◆ **LISTED ENTRIES**
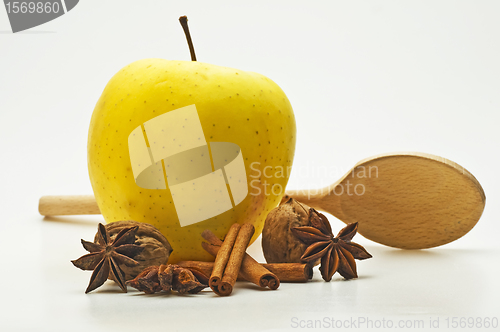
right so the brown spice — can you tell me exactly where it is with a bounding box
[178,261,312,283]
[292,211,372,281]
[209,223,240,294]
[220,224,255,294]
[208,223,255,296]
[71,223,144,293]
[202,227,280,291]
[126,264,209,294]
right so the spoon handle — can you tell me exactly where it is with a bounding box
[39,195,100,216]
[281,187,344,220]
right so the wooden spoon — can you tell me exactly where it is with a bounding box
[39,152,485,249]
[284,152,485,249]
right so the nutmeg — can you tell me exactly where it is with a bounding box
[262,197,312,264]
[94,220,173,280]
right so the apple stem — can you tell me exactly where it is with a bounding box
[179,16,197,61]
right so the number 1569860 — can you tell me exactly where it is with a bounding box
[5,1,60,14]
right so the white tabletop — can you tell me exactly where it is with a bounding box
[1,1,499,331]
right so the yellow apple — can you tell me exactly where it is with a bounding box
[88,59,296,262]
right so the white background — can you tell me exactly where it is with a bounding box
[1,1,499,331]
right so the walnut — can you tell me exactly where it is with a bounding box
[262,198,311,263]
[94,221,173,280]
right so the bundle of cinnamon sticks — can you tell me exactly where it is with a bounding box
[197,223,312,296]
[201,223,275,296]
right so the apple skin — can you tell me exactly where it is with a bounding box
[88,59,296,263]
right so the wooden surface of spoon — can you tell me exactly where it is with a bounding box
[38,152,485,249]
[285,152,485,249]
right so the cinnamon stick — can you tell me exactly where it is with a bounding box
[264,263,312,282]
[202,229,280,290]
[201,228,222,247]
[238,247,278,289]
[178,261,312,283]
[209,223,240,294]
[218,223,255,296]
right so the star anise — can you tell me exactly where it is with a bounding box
==
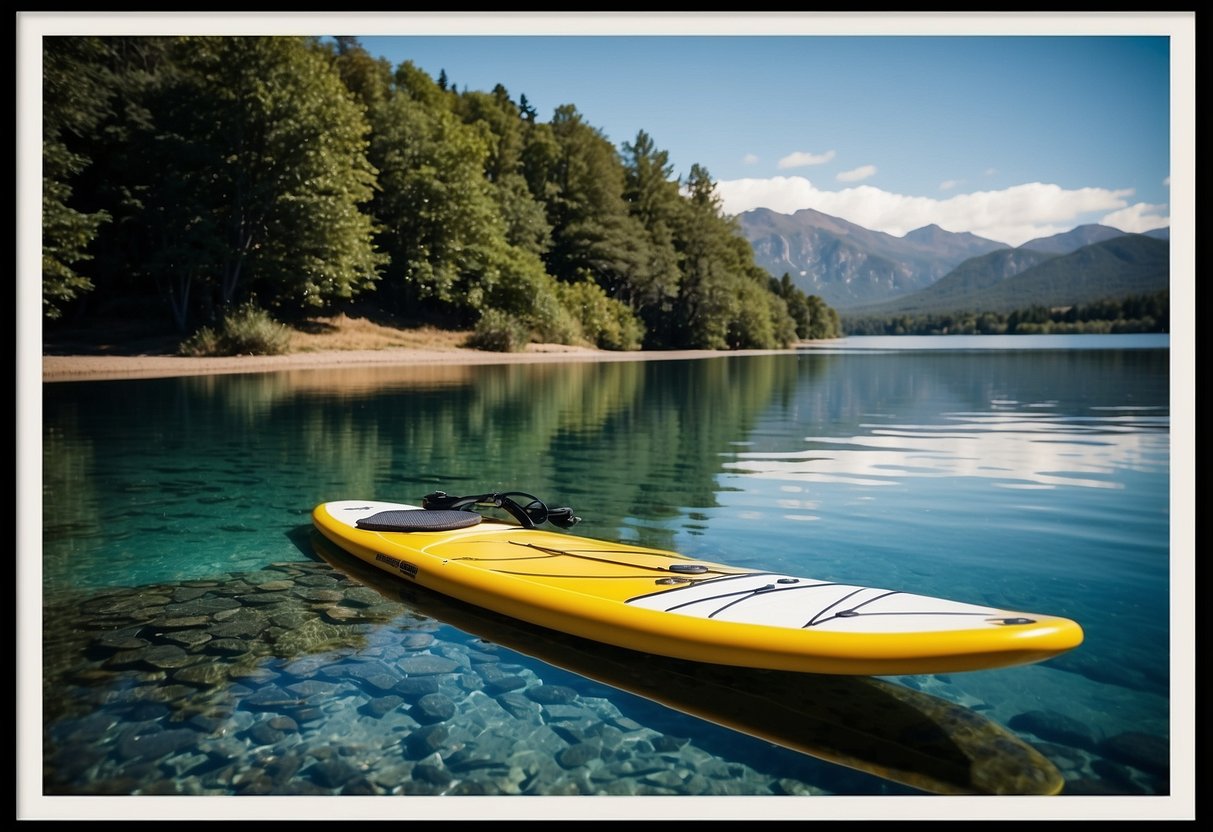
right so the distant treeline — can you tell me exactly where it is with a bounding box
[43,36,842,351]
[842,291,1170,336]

◆ **WHAT YOU NEED TO DO**
Send back an exact copy of only the lines from the line with "right so the spoon" up to and including the line with "right so the star" in the data above.

◆ **EXERCISE SOLUTION**
right so the spoon handle — can you tell me exactly where it is with a bounding box
[39,195,100,216]
[281,187,344,220]
right so the wooden spoon — can you tell me exactly where it is with a bounding box
[39,152,485,249]
[284,152,485,249]
right so the nutmeg — can you tell me exactly where it is with a bounding box
[262,197,312,264]
[94,220,173,280]
right so the apple stem — can you tell me exactly where it is with a bounding box
[179,16,197,61]
right so the number 1569860 — can you tell me exactly where it is with a bounding box
[5,1,60,14]
right so the white tabletop — can you tell me exactly where it is with a bounding box
[1,1,499,331]
right so the yellow apple — can you tell me exactly where it is with a bounding box
[88,59,296,262]
right so the white background — can you tell me exactly where it is with a bounding box
[1,1,499,331]
right so the walnut — can you tell me exactly where it is with a bounding box
[262,198,311,263]
[94,221,173,280]
right so the bundle of cinnamon sticks — can you tell me exactly where it is with a bounding box
[197,223,312,296]
[201,223,275,296]
right so the apple skin — can you tell me exactly where it is with a bounding box
[88,59,296,263]
right so the wooden surface of spoon — can you tell me exactly where it is with a bounding box
[38,152,485,249]
[285,152,485,249]
right so the cinnamon stick — can you tell me exactly where it is with a bounding box
[264,263,312,282]
[202,229,280,290]
[201,228,222,247]
[238,247,278,289]
[178,261,312,283]
[209,223,240,294]
[218,223,255,296]
right so the star anise — can you tell me exactly where it is with a bounding box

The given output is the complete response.